# Record extracts:
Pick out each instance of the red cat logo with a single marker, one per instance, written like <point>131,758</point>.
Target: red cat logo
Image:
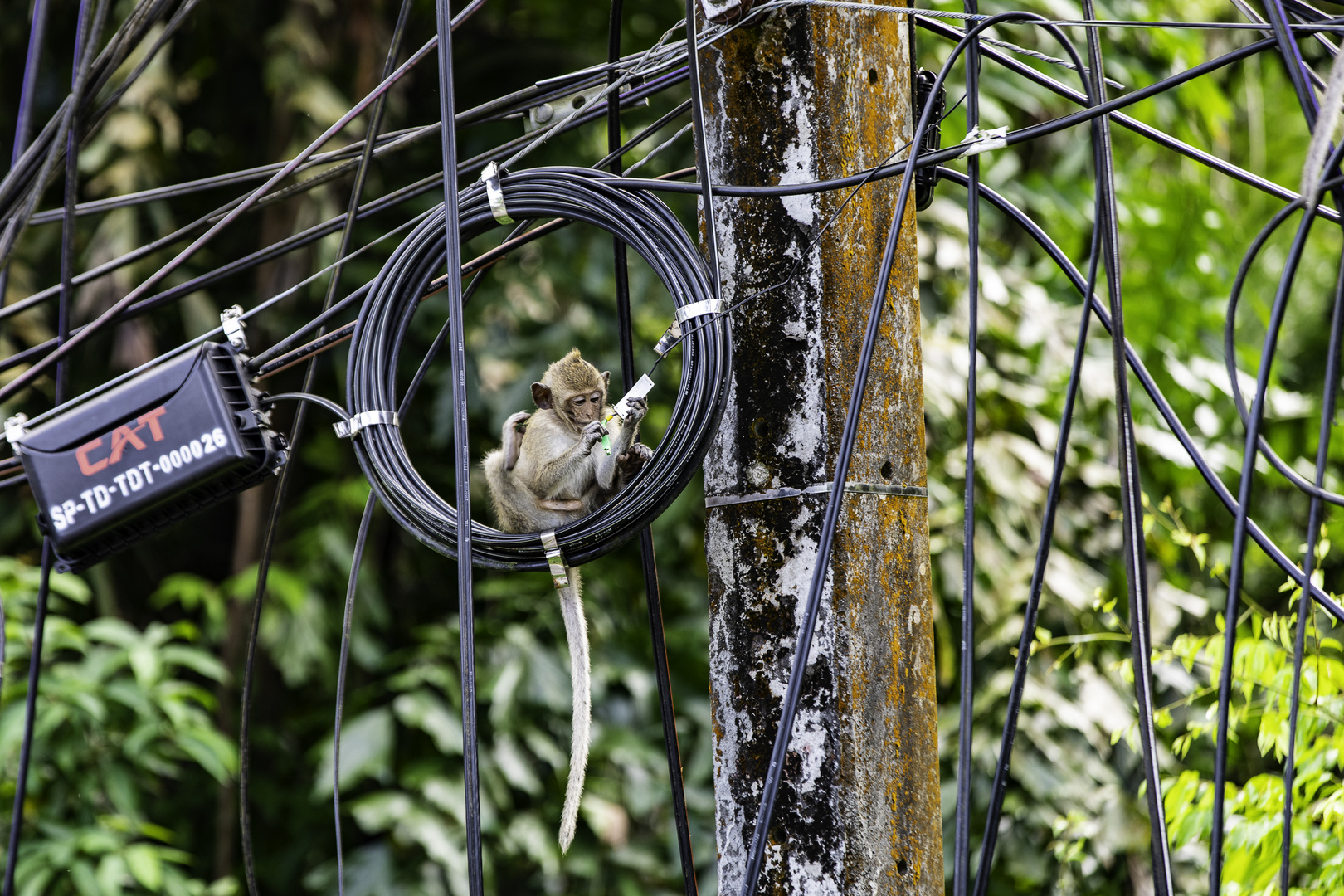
<point>121,437</point>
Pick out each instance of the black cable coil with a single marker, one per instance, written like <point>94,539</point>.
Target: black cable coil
<point>650,229</point>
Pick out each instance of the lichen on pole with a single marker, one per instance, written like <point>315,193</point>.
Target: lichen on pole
<point>808,95</point>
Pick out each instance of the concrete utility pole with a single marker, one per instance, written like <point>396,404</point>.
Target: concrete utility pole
<point>806,95</point>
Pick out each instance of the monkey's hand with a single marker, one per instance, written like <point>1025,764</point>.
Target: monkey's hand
<point>632,461</point>
<point>639,407</point>
<point>593,434</point>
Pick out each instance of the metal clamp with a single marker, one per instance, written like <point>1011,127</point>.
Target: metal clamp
<point>233,323</point>
<point>14,430</point>
<point>979,141</point>
<point>683,314</point>
<point>640,390</point>
<point>553,555</point>
<point>351,427</point>
<point>491,178</point>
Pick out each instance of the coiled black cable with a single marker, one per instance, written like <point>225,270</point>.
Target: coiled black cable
<point>647,226</point>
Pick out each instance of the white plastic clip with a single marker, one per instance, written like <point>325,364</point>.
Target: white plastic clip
<point>351,427</point>
<point>553,555</point>
<point>233,321</point>
<point>683,314</point>
<point>14,430</point>
<point>979,141</point>
<point>641,388</point>
<point>491,178</point>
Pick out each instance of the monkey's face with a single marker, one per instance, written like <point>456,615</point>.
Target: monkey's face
<point>585,407</point>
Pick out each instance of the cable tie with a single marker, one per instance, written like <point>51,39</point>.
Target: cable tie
<point>683,314</point>
<point>351,427</point>
<point>14,430</point>
<point>979,141</point>
<point>491,178</point>
<point>553,555</point>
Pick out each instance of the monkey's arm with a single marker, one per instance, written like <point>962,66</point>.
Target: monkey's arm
<point>608,465</point>
<point>513,438</point>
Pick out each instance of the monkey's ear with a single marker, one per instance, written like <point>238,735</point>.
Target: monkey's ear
<point>542,395</point>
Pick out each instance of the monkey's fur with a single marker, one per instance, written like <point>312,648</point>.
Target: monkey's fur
<point>548,475</point>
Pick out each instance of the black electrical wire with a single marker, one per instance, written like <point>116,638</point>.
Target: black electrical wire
<point>37,37</point>
<point>280,247</point>
<point>656,236</point>
<point>1235,571</point>
<point>1014,137</point>
<point>648,559</point>
<point>309,375</point>
<point>449,236</point>
<point>340,680</point>
<point>1160,137</point>
<point>1155,394</point>
<point>965,715</point>
<point>1131,485</point>
<point>30,175</point>
<point>1304,605</point>
<point>1296,479</point>
<point>88,34</point>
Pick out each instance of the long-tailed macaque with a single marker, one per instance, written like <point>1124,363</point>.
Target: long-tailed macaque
<point>548,475</point>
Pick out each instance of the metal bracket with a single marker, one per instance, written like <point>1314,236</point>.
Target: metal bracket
<point>726,12</point>
<point>351,427</point>
<point>561,106</point>
<point>494,192</point>
<point>231,319</point>
<point>683,314</point>
<point>553,555</point>
<point>14,430</point>
<point>928,178</point>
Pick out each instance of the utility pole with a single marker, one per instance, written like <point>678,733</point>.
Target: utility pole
<point>806,95</point>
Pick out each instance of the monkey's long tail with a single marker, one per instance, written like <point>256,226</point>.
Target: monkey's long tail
<point>576,631</point>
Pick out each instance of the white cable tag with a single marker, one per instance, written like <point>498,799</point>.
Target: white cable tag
<point>351,427</point>
<point>553,555</point>
<point>640,390</point>
<point>491,178</point>
<point>979,141</point>
<point>683,314</point>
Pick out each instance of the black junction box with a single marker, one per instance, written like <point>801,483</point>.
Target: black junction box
<point>140,457</point>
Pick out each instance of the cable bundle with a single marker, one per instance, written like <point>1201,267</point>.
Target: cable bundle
<point>647,226</point>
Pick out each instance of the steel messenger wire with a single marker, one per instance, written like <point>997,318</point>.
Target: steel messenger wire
<point>962,820</point>
<point>648,559</point>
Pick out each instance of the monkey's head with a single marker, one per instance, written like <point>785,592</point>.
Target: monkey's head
<point>572,388</point>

# Goal of the exercise:
Everything in the entries above except the pictures should be given again exactly.

# Solution for this exercise:
Pick out each instance of the red cat logo with a single marker, one per instance, written like <point>131,758</point>.
Target: red cat logo
Image:
<point>121,437</point>
Pick out each instance of the black cable coil with a single marker, one per instance, written like <point>94,539</point>.
Target: black cable coil
<point>650,229</point>
Pick out each instance of the lichen on pole with a single marker, one per instance, written like <point>315,193</point>.
Target: lichen on pole
<point>808,95</point>
Pick out each instance of the concrete utility pole with a single marker, one per instance, written like <point>396,404</point>.
Target: concrete utility pole
<point>806,95</point>
Pick out each instance of the monkey's hand with a single marker, one per instance, written like <point>1025,764</point>.
Target: monkey's hand
<point>632,461</point>
<point>639,407</point>
<point>593,434</point>
Pick out each instance of the metal clamp with a single marker, one per instance, written like <point>1011,127</point>.
Target: metal clamp
<point>233,323</point>
<point>14,430</point>
<point>979,141</point>
<point>683,314</point>
<point>640,390</point>
<point>553,555</point>
<point>351,427</point>
<point>491,178</point>
Pick out each instance of the coiled black cable with a single marker, one per instance, written like <point>225,270</point>.
Target: coiled black cable
<point>647,226</point>
Pick out each instance of the white plastic clip with a single marker, one per instance, written like <point>325,364</point>.
Target: white plastic clip
<point>351,427</point>
<point>553,555</point>
<point>233,321</point>
<point>683,314</point>
<point>14,430</point>
<point>979,141</point>
<point>641,388</point>
<point>491,178</point>
Pick out each instance of the monkey's face with a single marker, one per instance, written like <point>456,615</point>.
Target: monkey's face
<point>585,407</point>
Pick out each instance of the cable tie with a single marker, one per instance, written like <point>51,39</point>.
Target: cable tie
<point>683,314</point>
<point>351,427</point>
<point>14,430</point>
<point>979,141</point>
<point>491,178</point>
<point>553,555</point>
Pick out each instance of the monkey's arm with a single marker, one per instance, written like <point>962,66</point>.
Target: monkey's arm
<point>608,465</point>
<point>513,438</point>
Pick out each instance of the monkey's ear with a single marker, one per instance, written like <point>238,735</point>.
Target: monkey's ear
<point>542,395</point>
Pick out each instance of the monkey's fur with a single marker, one per instance, written like <point>312,648</point>.
Target: monkey's fur
<point>548,475</point>
Pick out each instance of the black electrical wire with a single marker, one per instance, written like <point>116,638</point>.
Target: black electrical wire
<point>37,37</point>
<point>280,247</point>
<point>656,236</point>
<point>1235,571</point>
<point>1014,137</point>
<point>648,559</point>
<point>309,375</point>
<point>449,236</point>
<point>340,680</point>
<point>1160,137</point>
<point>1155,394</point>
<point>965,715</point>
<point>1131,485</point>
<point>30,175</point>
<point>1304,605</point>
<point>1296,479</point>
<point>88,34</point>
Pick out each instance of the long-tailed macaque with a single marker, one per instance, written like <point>1124,363</point>.
Target: long-tailed macaque
<point>548,475</point>
Pick out each instance of the metal bracket with a single marker, one per instance, written like <point>1314,236</point>.
Target: metal bracket
<point>726,12</point>
<point>351,427</point>
<point>561,106</point>
<point>494,192</point>
<point>231,319</point>
<point>683,314</point>
<point>553,555</point>
<point>14,430</point>
<point>928,178</point>
Pick out each instance of the utility pole with a single marker, one per instance, written like <point>678,733</point>.
Target: utility pole
<point>806,95</point>
Pick out each instance of the monkey's long tail with a single marker, one per instance, written like <point>256,226</point>.
Target: monkey's long tail
<point>576,631</point>
Pick out each instance of the white cable tag with a single marker, one per instance, written like <point>498,799</point>.
Target: white cable tag
<point>351,427</point>
<point>553,555</point>
<point>640,390</point>
<point>491,178</point>
<point>979,141</point>
<point>683,314</point>
Pick out each instance of the black junction box with a single marker, one per instance, written like <point>801,483</point>.
Target: black junction box
<point>140,457</point>
Pick out each instance of the cable bundle with a single marker, one per instance, written like <point>1201,267</point>.
Target: cable bundle
<point>647,226</point>
Pick out each instance of the steel messenger wire with a single marker, one per instance, written like <point>997,318</point>.
Target: steel messenger wire
<point>962,820</point>
<point>648,559</point>
Pick out each instance of the monkey's head with a single marker, one per instance, written like <point>785,592</point>.
Target: monkey's head
<point>572,388</point>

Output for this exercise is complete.